● Passage provided:
While carbon capture has proven expensive on power plants, recent federal legislation, including the Infrastructure Investment and Jobs Act and the Inflation Reduction Act, have set up a comprehensive framework that should enable the wide-scale deployment of carbon capture by 2030, the Carbon Capture Coalition said Monday in releasing its 2023 Federal Policy Blueprint.

The IRA increased federal tax credits for electric utilities that capture their carbon dioxide from $30 to $50/ton of CO2 to $85 to $135.

At a press event announcing the blueprint Monday, the coalition’s Executive Director Jessie Stolark said its wide-ranging membership has not had a chance to coordinate a response to the reported regulations yet. The group has focused mainly on market-incentives to encourage carbon capture technology, she added.

“I really want to underscore that our members agree that deploying carbon capture technologies in the power sector is absolutely critical to reducing emissions, as well as providing a more affordable, reliable baseload power and a deeply decarbonized energy grid,” Stolark said.

Shannon Heyck-Williams, vice president of climate and energy for the National Wildlife Fund, who participated in the coalition event, said her group welcomed news of EPA’s plans.

“WF is very excited to see this rule come out,” she said, saying CCS technology could have a role to play with some natural gas plants. “Obviously, we can’t adequately tackle climate change unless we’re really dramatically reducing power sector CO2 emissions. And, frankly, we could get to zero. That’s the goal.”

● Entries provided:
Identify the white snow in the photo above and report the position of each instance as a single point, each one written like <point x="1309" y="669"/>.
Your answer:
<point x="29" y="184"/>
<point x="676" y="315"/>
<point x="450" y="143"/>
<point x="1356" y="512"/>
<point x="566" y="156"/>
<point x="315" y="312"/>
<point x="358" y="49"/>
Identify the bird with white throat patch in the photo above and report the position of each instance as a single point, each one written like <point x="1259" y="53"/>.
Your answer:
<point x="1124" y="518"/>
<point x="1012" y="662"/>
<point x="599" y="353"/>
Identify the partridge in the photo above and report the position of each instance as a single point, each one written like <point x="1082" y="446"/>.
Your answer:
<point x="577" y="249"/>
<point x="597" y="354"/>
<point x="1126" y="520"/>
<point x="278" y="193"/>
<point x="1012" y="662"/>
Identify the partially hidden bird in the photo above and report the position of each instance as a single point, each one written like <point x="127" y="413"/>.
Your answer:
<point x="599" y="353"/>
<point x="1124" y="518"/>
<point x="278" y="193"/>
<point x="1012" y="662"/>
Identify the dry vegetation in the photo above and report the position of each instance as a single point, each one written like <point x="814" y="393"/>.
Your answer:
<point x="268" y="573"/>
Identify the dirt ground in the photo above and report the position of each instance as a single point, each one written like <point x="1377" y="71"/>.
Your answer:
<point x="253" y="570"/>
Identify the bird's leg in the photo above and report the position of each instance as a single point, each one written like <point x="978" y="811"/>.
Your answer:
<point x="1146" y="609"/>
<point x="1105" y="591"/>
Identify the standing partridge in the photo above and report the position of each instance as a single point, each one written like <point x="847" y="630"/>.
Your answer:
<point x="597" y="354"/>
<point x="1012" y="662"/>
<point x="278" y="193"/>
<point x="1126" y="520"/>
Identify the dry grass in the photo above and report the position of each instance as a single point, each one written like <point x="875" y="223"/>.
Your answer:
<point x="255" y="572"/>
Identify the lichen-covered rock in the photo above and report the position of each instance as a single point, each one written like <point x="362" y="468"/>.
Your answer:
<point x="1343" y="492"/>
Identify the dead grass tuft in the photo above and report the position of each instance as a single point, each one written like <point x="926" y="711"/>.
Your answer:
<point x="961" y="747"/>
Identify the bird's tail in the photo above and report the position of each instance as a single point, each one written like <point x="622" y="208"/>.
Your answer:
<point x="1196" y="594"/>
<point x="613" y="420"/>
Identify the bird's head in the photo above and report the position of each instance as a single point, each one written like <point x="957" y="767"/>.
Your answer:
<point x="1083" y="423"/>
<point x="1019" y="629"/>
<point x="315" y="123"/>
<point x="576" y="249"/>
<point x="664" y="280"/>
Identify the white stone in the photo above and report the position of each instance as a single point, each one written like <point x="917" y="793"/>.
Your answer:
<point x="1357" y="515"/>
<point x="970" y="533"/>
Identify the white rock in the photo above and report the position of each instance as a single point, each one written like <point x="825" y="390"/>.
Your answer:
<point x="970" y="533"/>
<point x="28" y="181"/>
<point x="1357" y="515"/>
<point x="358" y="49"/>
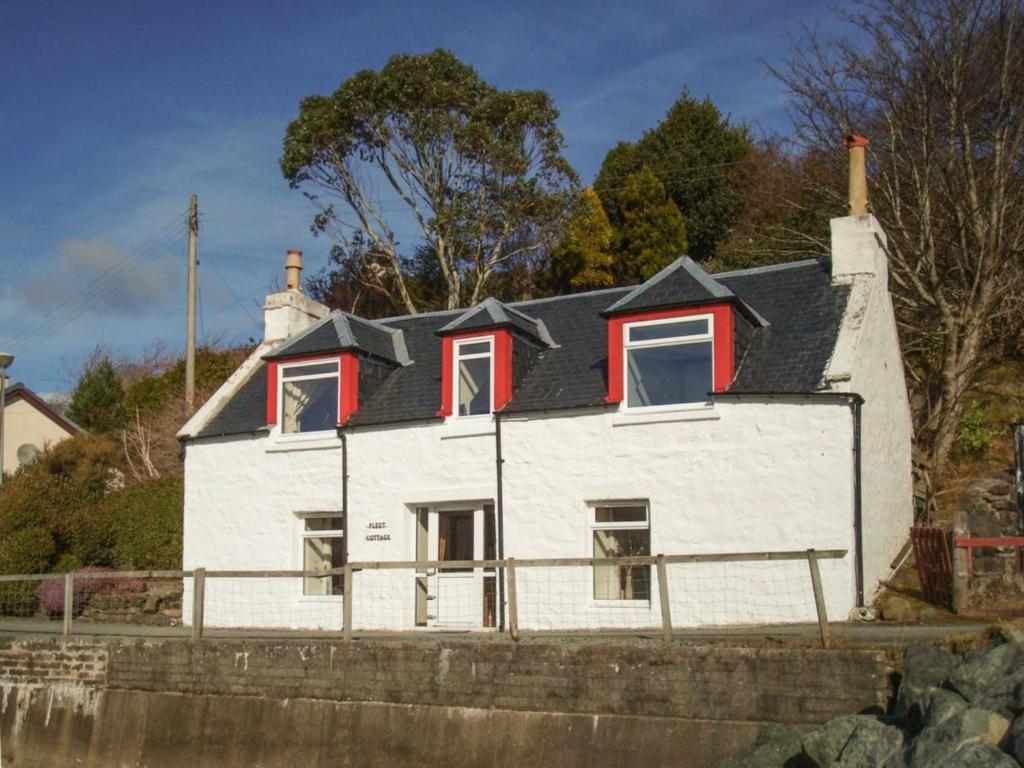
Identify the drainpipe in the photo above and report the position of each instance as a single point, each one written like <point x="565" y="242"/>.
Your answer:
<point x="856" y="401"/>
<point x="344" y="489"/>
<point x="500" y="510"/>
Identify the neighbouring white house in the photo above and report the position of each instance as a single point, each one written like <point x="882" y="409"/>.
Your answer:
<point x="759" y="410"/>
<point x="30" y="425"/>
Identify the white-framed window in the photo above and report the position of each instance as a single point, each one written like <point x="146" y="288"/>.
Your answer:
<point x="621" y="529"/>
<point x="669" y="363"/>
<point x="308" y="396"/>
<point x="323" y="549"/>
<point x="474" y="376"/>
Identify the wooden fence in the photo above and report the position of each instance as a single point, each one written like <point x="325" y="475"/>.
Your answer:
<point x="506" y="568"/>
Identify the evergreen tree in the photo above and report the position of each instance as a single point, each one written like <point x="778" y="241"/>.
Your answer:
<point x="95" y="403"/>
<point x="583" y="260"/>
<point x="702" y="161"/>
<point x="652" y="233"/>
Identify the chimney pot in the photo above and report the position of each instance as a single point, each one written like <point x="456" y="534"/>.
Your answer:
<point x="855" y="145"/>
<point x="293" y="270"/>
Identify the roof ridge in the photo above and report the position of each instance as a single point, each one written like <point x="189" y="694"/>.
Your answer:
<point x="768" y="268"/>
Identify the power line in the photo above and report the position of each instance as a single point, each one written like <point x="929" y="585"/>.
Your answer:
<point x="100" y="286"/>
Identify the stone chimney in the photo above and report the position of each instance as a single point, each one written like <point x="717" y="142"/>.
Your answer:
<point x="858" y="243"/>
<point x="290" y="311"/>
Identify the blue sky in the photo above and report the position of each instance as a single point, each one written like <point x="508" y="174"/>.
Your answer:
<point x="111" y="114"/>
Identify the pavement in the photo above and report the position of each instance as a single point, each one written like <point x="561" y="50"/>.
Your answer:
<point x="843" y="634"/>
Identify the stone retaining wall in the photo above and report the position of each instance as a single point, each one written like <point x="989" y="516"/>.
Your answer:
<point x="988" y="508"/>
<point x="369" y="702"/>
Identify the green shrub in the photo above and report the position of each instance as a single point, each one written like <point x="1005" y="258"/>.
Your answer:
<point x="30" y="550"/>
<point x="95" y="402"/>
<point x="975" y="435"/>
<point x="144" y="521"/>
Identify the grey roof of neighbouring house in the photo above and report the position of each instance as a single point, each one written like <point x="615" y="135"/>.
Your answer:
<point x="801" y="306"/>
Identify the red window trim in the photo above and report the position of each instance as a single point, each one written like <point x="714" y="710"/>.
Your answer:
<point x="723" y="350"/>
<point x="502" y="340"/>
<point x="348" y="380"/>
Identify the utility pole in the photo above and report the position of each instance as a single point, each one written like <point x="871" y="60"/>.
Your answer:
<point x="190" y="342"/>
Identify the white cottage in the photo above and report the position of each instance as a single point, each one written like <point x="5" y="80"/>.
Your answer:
<point x="756" y="410"/>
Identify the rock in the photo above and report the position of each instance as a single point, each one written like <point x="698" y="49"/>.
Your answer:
<point x="1014" y="740"/>
<point x="938" y="742"/>
<point x="898" y="609"/>
<point x="938" y="705"/>
<point x="982" y="669"/>
<point x="872" y="744"/>
<point x="979" y="755"/>
<point x="777" y="747"/>
<point x="1005" y="696"/>
<point x="924" y="667"/>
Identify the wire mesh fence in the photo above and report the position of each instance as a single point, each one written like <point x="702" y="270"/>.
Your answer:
<point x="35" y="598"/>
<point x="643" y="595"/>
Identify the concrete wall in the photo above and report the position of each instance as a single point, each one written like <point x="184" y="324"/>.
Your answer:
<point x="743" y="476"/>
<point x="24" y="424"/>
<point x="373" y="704"/>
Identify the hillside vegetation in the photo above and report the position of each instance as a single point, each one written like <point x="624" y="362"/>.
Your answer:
<point x="113" y="496"/>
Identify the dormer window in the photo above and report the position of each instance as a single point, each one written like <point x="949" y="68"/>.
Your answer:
<point x="669" y="361"/>
<point x="309" y="396"/>
<point x="474" y="368"/>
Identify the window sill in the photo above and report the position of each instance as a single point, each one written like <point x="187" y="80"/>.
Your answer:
<point x="310" y="441"/>
<point x="468" y="426"/>
<point x="698" y="413"/>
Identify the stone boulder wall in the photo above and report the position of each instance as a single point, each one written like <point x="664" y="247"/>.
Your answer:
<point x="949" y="712"/>
<point x="158" y="604"/>
<point x="988" y="508"/>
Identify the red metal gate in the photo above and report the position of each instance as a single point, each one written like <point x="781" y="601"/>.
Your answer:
<point x="935" y="567"/>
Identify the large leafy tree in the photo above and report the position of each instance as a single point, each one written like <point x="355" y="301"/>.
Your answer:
<point x="938" y="87"/>
<point x="479" y="171"/>
<point x="652" y="232"/>
<point x="700" y="158"/>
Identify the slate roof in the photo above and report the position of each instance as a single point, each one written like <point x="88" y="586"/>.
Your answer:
<point x="802" y="308"/>
<point x="341" y="331"/>
<point x="493" y="313"/>
<point x="679" y="284"/>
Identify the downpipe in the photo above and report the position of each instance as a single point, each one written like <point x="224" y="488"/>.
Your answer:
<point x="500" y="522"/>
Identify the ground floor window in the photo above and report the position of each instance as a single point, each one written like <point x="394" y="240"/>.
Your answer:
<point x="621" y="530"/>
<point x="323" y="549"/>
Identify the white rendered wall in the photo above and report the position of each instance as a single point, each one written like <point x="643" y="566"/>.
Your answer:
<point x="867" y="360"/>
<point x="25" y="424"/>
<point x="760" y="476"/>
<point x="887" y="480"/>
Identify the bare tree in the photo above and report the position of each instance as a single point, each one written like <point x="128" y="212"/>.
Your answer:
<point x="938" y="86"/>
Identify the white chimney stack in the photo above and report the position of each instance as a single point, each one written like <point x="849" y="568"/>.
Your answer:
<point x="858" y="243"/>
<point x="289" y="311"/>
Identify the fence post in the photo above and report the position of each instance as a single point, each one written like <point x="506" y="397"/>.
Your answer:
<point x="513" y="601"/>
<point x="69" y="602"/>
<point x="347" y="608"/>
<point x="819" y="597"/>
<point x="199" y="600"/>
<point x="663" y="591"/>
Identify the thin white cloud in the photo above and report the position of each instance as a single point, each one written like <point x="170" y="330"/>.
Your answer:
<point x="101" y="278"/>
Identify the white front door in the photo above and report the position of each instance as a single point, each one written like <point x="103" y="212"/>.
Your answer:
<point x="456" y="596"/>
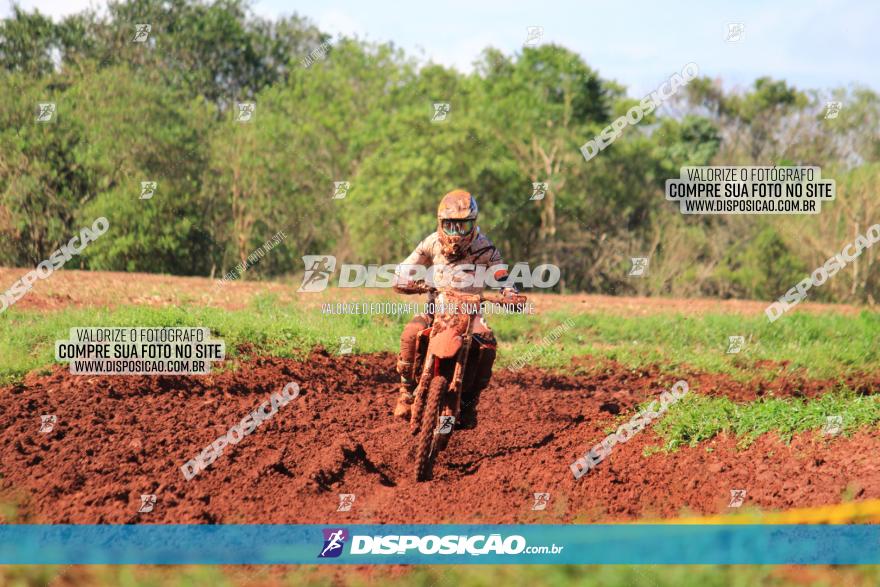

● Stated exercise 1: Repeat the stretch of the carbon capture passage from "While carbon capture" through "Federal Policy Blueprint.".
● Stated exercise 2: List every organization named in the carbon capture passage.
The records come from a different source than the passage on carbon capture.

● Full answer 1:
While carbon capture has proven expensive on power plants, recent federal legislation, including the Infrastructure Investment and Jobs Act and the Inflation Reduction Act, have set up a comprehensive framework that should enable the wide-scale deployment of carbon capture by 2030, the Carbon Capture Coalition said Monday in releasing its 2023 Federal Policy Blueprint.

● Full answer 2:
- Carbon Capture Coalition
- National Wildlife Fund
- EPA